▶ **Listed records**
━━━━
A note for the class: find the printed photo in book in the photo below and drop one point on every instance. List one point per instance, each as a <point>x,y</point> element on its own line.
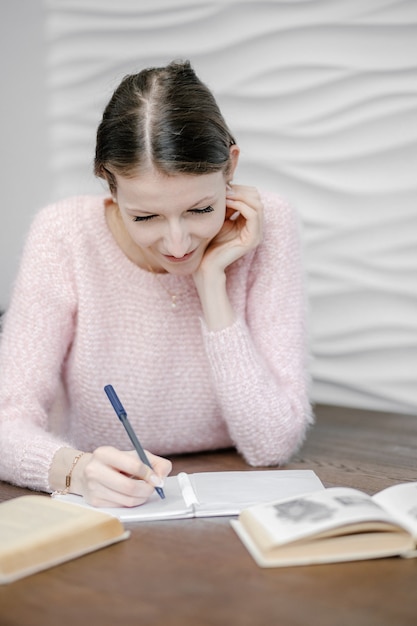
<point>336,524</point>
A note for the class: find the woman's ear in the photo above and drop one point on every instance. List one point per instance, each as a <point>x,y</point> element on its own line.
<point>234,158</point>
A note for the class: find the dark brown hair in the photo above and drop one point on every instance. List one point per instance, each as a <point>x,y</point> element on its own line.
<point>163,117</point>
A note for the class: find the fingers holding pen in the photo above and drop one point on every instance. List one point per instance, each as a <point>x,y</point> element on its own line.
<point>117,478</point>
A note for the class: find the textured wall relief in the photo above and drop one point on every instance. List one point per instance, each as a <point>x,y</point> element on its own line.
<point>322,96</point>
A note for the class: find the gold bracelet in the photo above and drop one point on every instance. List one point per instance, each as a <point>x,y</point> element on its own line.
<point>69,476</point>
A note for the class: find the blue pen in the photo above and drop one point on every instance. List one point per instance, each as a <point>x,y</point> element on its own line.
<point>122,415</point>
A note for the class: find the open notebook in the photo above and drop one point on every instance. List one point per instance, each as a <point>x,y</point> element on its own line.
<point>209,494</point>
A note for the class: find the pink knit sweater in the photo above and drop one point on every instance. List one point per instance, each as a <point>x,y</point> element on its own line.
<point>82,316</point>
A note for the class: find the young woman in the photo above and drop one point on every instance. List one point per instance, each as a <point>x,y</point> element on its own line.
<point>181,289</point>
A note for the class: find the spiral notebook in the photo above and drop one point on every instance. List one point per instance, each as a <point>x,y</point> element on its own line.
<point>211,494</point>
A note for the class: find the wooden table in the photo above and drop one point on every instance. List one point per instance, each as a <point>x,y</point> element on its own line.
<point>196,572</point>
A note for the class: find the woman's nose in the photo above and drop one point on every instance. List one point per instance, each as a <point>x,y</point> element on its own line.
<point>177,240</point>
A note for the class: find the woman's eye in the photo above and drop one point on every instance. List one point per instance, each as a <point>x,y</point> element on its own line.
<point>207,209</point>
<point>143,218</point>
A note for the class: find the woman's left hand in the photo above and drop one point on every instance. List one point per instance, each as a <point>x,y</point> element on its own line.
<point>241,231</point>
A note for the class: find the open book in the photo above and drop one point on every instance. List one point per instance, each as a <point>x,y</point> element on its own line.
<point>37,532</point>
<point>336,524</point>
<point>209,494</point>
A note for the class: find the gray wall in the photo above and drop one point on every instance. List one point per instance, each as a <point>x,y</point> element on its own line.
<point>323,99</point>
<point>23,129</point>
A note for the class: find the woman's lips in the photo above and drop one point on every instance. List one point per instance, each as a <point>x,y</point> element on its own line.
<point>174,259</point>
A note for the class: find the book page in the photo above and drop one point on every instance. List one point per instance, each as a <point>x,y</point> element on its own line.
<point>228,493</point>
<point>328,511</point>
<point>172,507</point>
<point>401,502</point>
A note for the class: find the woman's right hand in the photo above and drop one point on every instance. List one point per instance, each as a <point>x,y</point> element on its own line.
<point>109,477</point>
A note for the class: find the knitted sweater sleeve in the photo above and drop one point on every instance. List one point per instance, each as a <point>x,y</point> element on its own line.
<point>259,364</point>
<point>37,331</point>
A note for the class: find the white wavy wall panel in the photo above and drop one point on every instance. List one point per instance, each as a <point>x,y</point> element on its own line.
<point>322,96</point>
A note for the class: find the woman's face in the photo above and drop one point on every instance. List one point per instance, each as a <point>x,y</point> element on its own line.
<point>172,219</point>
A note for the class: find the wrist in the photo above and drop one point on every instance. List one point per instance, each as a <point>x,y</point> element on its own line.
<point>66,470</point>
<point>217,309</point>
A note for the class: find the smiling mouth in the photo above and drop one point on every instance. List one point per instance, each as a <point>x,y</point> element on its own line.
<point>174,259</point>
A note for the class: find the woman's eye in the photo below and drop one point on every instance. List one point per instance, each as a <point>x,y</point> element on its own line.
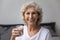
<point>27,13</point>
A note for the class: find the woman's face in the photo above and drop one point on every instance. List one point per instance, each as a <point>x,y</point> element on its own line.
<point>31,16</point>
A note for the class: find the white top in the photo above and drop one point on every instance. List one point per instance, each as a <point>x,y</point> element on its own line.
<point>43,34</point>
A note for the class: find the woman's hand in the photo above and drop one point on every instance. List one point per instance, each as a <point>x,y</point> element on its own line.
<point>16,32</point>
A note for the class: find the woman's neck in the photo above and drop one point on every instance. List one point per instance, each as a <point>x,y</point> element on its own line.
<point>33,27</point>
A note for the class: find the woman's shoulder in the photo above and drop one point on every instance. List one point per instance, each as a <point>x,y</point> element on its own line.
<point>44,30</point>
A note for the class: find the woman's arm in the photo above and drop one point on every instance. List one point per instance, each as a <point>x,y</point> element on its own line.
<point>15,33</point>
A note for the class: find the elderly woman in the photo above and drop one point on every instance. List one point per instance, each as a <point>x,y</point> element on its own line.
<point>32,15</point>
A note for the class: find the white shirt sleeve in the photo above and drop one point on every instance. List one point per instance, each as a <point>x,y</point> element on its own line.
<point>48,36</point>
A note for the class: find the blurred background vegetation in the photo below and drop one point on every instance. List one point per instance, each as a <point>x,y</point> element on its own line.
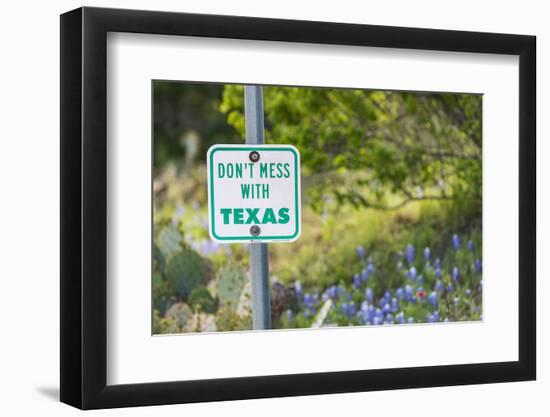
<point>392,204</point>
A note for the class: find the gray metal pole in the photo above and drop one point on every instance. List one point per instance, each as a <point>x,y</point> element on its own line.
<point>261,305</point>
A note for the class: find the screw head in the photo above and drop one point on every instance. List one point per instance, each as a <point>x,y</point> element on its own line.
<point>254,156</point>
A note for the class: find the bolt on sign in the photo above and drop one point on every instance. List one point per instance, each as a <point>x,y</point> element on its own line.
<point>254,193</point>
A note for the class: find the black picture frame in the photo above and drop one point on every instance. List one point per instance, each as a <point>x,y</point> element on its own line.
<point>84,207</point>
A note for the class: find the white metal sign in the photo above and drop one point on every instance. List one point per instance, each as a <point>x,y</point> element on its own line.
<point>254,193</point>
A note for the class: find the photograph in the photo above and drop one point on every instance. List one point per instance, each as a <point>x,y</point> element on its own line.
<point>376,196</point>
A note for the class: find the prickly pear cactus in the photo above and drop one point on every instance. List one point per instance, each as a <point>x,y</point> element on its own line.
<point>184,272</point>
<point>229,284</point>
<point>162,293</point>
<point>201,300</point>
<point>169,240</point>
<point>182,315</point>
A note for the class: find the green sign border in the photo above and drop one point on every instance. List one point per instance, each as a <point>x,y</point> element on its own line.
<point>261,149</point>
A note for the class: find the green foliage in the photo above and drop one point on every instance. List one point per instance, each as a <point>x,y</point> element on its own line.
<point>184,272</point>
<point>181,315</point>
<point>169,241</point>
<point>230,283</point>
<point>186,121</point>
<point>163,325</point>
<point>413,146</point>
<point>228,320</point>
<point>163,294</point>
<point>202,300</point>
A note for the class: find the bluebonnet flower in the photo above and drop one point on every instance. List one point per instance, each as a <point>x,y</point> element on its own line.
<point>427,253</point>
<point>394,305</point>
<point>477,265</point>
<point>432,298</point>
<point>289,314</point>
<point>298,289</point>
<point>400,317</point>
<point>410,253</point>
<point>456,241</point>
<point>352,309</point>
<point>371,312</point>
<point>420,293</point>
<point>456,274</point>
<point>356,281</point>
<point>369,295</point>
<point>408,292</point>
<point>399,293</point>
<point>365,314</point>
<point>370,267</point>
<point>344,308</point>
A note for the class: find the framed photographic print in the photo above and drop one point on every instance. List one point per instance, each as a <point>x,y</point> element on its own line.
<point>256,208</point>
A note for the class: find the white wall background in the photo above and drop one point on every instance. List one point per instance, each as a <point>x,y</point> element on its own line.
<point>29,208</point>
━━━━
▶ **Exercise brief**
Reproduce the lines of the listing above verbatim, starting at the line containing "A note for the class: find the woman's left" and ending at the line containing "<point>241,231</point>".

▶ **Reply**
A note for the class: find the woman's left hand in the photo above and drop one point on every instance. List one point per instance, each as a <point>x,y</point> element on its own line.
<point>241,231</point>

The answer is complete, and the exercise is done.